Excerpts from location labeling data:
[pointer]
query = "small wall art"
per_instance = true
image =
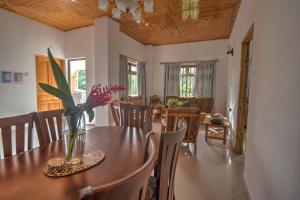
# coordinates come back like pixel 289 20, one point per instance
pixel 18 77
pixel 6 77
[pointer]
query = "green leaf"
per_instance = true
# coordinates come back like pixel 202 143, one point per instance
pixel 60 78
pixel 66 100
pixel 91 115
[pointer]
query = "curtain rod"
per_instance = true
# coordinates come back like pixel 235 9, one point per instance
pixel 193 61
pixel 133 58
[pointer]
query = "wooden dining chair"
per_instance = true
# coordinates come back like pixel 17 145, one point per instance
pixel 115 111
pixel 50 124
pixel 192 116
pixel 161 185
pixel 133 186
pixel 23 127
pixel 138 116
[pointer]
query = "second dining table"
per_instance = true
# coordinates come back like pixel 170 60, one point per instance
pixel 21 176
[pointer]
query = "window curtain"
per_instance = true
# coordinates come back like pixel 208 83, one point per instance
pixel 142 81
pixel 123 75
pixel 172 80
pixel 205 75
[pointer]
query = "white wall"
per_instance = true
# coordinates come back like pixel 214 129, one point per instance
pixel 194 51
pixel 272 160
pixel 242 25
pixel 20 39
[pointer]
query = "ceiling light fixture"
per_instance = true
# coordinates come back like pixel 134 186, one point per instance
pixel 129 6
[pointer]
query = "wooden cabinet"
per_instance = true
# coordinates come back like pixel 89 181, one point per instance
pixel 44 74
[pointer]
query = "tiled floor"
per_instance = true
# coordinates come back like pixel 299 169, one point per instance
pixel 215 173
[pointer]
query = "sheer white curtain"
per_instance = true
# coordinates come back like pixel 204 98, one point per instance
pixel 172 80
pixel 123 75
pixel 142 81
pixel 205 78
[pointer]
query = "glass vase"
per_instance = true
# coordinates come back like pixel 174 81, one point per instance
pixel 74 131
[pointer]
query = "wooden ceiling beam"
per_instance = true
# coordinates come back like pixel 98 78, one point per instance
pixel 163 26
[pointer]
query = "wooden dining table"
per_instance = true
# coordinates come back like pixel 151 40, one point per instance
pixel 21 176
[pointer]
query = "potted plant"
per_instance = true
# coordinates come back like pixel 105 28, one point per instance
pixel 155 101
pixel 74 137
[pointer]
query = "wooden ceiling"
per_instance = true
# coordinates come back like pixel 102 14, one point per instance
pixel 165 25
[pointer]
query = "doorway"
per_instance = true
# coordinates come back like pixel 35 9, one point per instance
pixel 44 74
pixel 77 79
pixel 243 102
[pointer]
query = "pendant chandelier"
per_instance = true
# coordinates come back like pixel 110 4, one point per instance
pixel 129 6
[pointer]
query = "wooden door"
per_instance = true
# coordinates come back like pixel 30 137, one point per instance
pixel 242 117
pixel 44 74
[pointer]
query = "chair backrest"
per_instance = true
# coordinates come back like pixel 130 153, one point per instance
pixel 50 124
pixel 18 125
pixel 133 99
pixel 115 111
pixel 138 116
pixel 191 116
pixel 167 160
pixel 133 186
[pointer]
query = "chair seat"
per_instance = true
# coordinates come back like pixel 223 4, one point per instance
pixel 152 188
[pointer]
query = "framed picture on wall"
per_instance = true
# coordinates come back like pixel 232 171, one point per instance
pixel 18 77
pixel 6 77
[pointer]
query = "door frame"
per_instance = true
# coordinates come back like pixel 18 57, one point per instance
pixel 38 56
pixel 69 66
pixel 242 113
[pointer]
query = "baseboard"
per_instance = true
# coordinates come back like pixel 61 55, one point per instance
pixel 246 188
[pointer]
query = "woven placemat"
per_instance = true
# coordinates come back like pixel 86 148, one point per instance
pixel 57 167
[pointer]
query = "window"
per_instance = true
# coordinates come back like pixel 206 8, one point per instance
pixel 132 78
pixel 187 81
pixel 81 80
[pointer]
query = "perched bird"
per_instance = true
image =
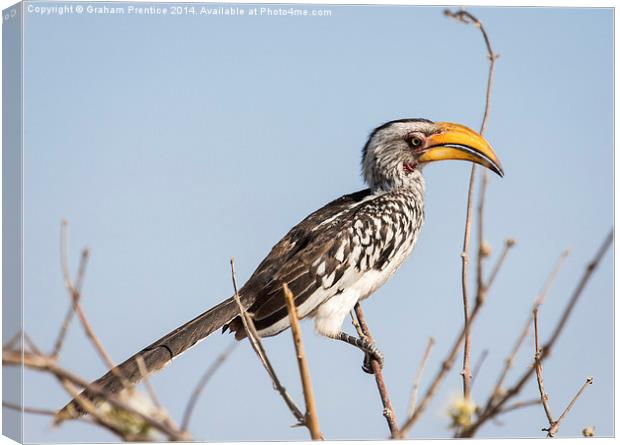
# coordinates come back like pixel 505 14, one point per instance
pixel 334 258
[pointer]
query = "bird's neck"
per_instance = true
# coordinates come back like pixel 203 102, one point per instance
pixel 412 184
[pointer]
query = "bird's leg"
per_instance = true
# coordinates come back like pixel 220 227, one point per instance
pixel 370 349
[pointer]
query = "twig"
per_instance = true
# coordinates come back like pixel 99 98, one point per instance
pixel 312 421
pixel 446 365
pixel 151 391
pixel 519 405
pixel 388 411
pixel 478 365
pixel 497 406
pixel 554 425
pixel 25 409
pixel 554 428
pixel 189 409
pixel 467 18
pixel 544 397
pixel 540 298
pixel 508 244
pixel 466 371
pixel 257 345
pixel 418 376
pixel 47 364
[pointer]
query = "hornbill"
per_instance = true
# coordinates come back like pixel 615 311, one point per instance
pixel 334 258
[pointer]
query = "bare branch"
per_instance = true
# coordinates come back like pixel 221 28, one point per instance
pixel 312 421
pixel 526 328
pixel 508 244
pixel 388 411
pixel 257 345
pixel 478 365
pixel 418 376
pixel 468 18
pixel 556 426
pixel 544 397
pixel 519 405
pixel 497 406
pixel 206 377
pixel 46 364
pixel 25 409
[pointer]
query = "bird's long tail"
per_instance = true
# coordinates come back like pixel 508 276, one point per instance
pixel 155 356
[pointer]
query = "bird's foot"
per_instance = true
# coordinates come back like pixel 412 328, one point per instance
pixel 375 354
pixel 370 350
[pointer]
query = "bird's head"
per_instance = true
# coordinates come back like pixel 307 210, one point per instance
pixel 396 151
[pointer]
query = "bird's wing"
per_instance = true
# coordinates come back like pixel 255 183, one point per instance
pixel 311 256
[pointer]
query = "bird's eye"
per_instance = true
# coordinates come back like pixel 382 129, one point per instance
pixel 415 141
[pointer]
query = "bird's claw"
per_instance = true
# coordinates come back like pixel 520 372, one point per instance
pixel 373 354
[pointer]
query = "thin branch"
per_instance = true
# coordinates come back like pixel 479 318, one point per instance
pixel 25 409
pixel 498 405
pixel 206 377
pixel 466 371
pixel 418 376
pixel 257 345
pixel 544 397
pixel 482 251
pixel 519 405
pixel 468 18
pixel 554 428
pixel 508 244
pixel 312 421
pixel 388 411
pixel 554 425
pixel 478 365
pixel 446 365
pixel 46 364
pixel 540 298
pixel 147 383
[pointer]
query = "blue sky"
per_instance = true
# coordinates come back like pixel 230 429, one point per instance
pixel 173 143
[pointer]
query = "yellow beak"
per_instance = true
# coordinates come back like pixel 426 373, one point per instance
pixel 454 141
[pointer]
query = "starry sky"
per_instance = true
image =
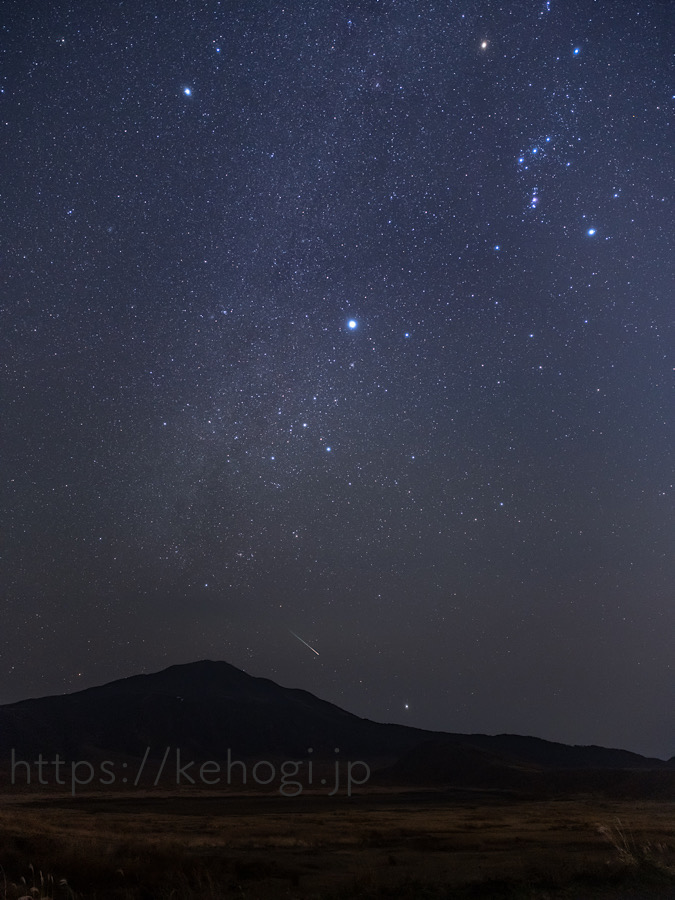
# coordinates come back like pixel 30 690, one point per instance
pixel 334 343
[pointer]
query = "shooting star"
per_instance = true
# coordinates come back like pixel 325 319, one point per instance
pixel 304 642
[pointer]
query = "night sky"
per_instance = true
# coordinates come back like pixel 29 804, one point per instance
pixel 344 323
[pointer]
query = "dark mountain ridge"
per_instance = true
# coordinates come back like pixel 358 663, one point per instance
pixel 206 707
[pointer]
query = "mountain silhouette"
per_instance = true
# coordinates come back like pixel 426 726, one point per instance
pixel 206 707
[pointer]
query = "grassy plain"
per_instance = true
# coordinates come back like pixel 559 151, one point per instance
pixel 376 844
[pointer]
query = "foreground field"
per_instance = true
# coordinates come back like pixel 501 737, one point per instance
pixel 374 845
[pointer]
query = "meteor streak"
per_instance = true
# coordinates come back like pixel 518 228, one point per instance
pixel 304 642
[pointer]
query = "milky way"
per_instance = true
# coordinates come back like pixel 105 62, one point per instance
pixel 349 320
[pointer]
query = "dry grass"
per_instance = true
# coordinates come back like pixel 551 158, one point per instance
pixel 375 846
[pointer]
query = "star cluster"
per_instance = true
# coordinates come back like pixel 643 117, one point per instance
pixel 350 320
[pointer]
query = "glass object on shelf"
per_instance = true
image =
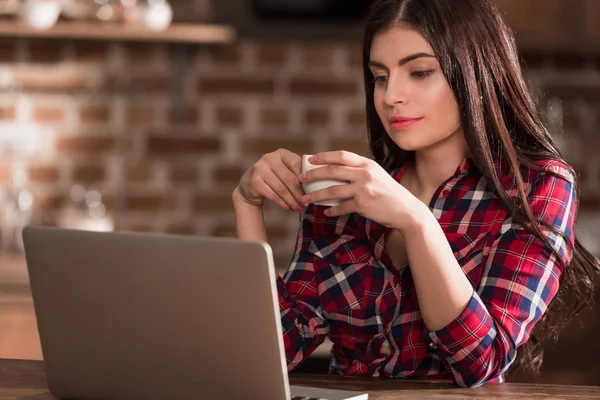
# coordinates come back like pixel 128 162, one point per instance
pixel 40 14
pixel 16 211
pixel 86 211
pixel 158 15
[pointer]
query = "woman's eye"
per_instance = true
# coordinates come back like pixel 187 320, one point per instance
pixel 421 74
pixel 380 80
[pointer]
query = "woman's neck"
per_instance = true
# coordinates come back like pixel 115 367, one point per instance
pixel 434 165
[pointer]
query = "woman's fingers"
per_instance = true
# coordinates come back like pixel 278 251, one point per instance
pixel 280 187
pixel 337 192
pixel 270 194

_Aim of the exercise_
Count the lines of the records above that contain the string "branch", matching case exactly, and give only the number.

_Answer to this exercise_
2